= WRITTEN INSTRUCTION =
Reproduce each of the entries below word for word, in the same order.
>> start INFORMATION GIVEN
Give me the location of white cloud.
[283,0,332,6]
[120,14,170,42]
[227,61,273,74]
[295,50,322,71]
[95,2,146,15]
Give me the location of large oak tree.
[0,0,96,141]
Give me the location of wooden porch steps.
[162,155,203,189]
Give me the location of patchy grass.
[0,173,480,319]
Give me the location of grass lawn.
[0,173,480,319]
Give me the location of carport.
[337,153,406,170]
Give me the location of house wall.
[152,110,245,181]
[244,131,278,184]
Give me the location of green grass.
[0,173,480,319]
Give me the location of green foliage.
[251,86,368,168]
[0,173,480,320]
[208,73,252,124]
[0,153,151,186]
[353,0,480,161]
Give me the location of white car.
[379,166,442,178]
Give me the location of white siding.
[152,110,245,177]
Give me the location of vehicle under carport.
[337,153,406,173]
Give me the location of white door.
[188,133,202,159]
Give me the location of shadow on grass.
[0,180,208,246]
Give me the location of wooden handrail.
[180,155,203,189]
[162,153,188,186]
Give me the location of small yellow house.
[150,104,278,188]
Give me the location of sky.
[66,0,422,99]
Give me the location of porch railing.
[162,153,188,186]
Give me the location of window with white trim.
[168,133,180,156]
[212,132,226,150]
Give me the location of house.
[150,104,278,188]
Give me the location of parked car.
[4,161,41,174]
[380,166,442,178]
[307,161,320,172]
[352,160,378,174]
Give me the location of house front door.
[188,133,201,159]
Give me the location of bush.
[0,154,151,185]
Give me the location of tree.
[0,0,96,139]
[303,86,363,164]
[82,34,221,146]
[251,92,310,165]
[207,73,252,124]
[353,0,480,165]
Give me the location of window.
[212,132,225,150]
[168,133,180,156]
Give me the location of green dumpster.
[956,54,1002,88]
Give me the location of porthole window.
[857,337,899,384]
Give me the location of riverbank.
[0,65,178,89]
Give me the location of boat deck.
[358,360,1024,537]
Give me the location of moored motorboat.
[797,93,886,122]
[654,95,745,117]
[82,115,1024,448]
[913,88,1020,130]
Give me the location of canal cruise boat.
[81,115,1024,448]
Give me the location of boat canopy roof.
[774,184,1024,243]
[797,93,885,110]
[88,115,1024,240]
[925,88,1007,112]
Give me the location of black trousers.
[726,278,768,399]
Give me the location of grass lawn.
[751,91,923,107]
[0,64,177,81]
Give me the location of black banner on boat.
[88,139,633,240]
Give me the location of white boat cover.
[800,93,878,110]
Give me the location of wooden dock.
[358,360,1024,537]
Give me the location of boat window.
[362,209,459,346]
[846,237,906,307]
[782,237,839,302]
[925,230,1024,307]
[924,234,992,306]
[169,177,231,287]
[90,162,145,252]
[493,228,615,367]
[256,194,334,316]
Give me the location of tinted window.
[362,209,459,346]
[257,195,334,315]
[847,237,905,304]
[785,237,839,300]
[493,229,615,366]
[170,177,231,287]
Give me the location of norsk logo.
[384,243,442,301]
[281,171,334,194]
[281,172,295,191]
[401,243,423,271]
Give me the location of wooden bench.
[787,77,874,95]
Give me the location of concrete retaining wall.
>> end INFORMATION GIVEN
= REPLY TO THE TASK =
Give me the location of white cloud.
[283,0,332,6]
[120,14,170,42]
[227,61,273,74]
[295,50,322,71]
[95,2,146,15]
Give me the location of large oak tree.
[0,0,96,141]
Give me the location of wooden porch steps.
[162,155,203,189]
Give me the location of patchy grass.
[0,173,480,319]
Give me the location of grass lawn.
[0,173,480,319]
Give me the location of carport.
[337,153,406,170]
Give me the location of house wall.
[152,110,245,181]
[244,131,278,184]
Give me the location of green grass.
[0,173,480,319]
Give me the location of green foliage.
[251,86,368,168]
[0,173,480,320]
[208,73,252,124]
[0,153,151,186]
[353,0,480,161]
Give me the location of white car.
[379,166,442,178]
Give me the location of white siding.
[152,110,245,177]
Give me the location of vehicle under carport.
[337,153,406,173]
Give me the location of white door.
[188,133,202,159]
Give me the location of shadow on grass.
[0,180,208,246]
Give me the location of wooden handrail.
[180,155,203,189]
[162,153,188,186]
Give me the location of small yellow house.
[150,104,278,188]
Give me the location of sky.
[66,0,422,99]
Give me the location of porch railing.
[162,153,188,186]
Give me the location of window with white trim.
[168,133,180,156]
[212,132,226,150]
Give me the location of house.
[150,104,278,188]
Give me the location of parked car.
[4,161,41,174]
[380,166,442,178]
[307,161,320,172]
[352,160,378,174]
Give me the location of house front door.
[188,133,201,159]
Give me the location of bush.
[0,154,151,185]
Give me the location of tree.
[0,0,96,139]
[303,86,363,164]
[82,34,221,146]
[251,92,310,165]
[207,73,252,124]
[353,0,480,165]
Give me the location of window.
[212,132,225,150]
[168,133,180,156]
Give me the location of green dumpster.
[956,54,1002,88]
Give me the location of porthole window.
[857,337,899,384]
Give me the location of riverbank.
[0,65,178,89]
Give me the location of boat deck.
[358,360,1024,537]
Give me the location of moored motorboat.
[797,93,886,122]
[654,95,745,117]
[82,115,1024,448]
[913,88,1020,130]
Give me the location of canal cruise boat.
[81,115,1024,448]
Give me the location of boat canopy roof.
[774,184,1024,243]
[797,93,885,110]
[88,115,1024,240]
[925,88,1007,112]
Give me the location of black trousers.
[726,278,768,399]
Give me the location of grass lawn.
[751,91,923,107]
[0,64,177,81]
Give me the location of black banner on boat.
[88,139,633,240]
Give me the location of white boat cover.
[800,93,878,110]
Give me the location of wooden dock.
[358,360,1024,537]
Give me the location of boat window.
[362,209,459,346]
[846,237,906,307]
[782,237,839,302]
[925,230,1024,307]
[924,234,992,306]
[169,177,231,287]
[90,162,145,252]
[493,228,615,367]
[256,194,334,316]
Give me the location of tinted window.
[362,209,459,346]
[257,195,334,315]
[847,237,905,304]
[785,237,839,300]
[493,229,615,366]
[170,177,231,287]
Give me the location of norsk logo.
[384,243,442,301]
[281,171,334,194]
[281,172,295,191]
[401,243,423,271]
Give me the location of wooden bench.
[787,77,874,95]
Give me the location of concrete retaining wall.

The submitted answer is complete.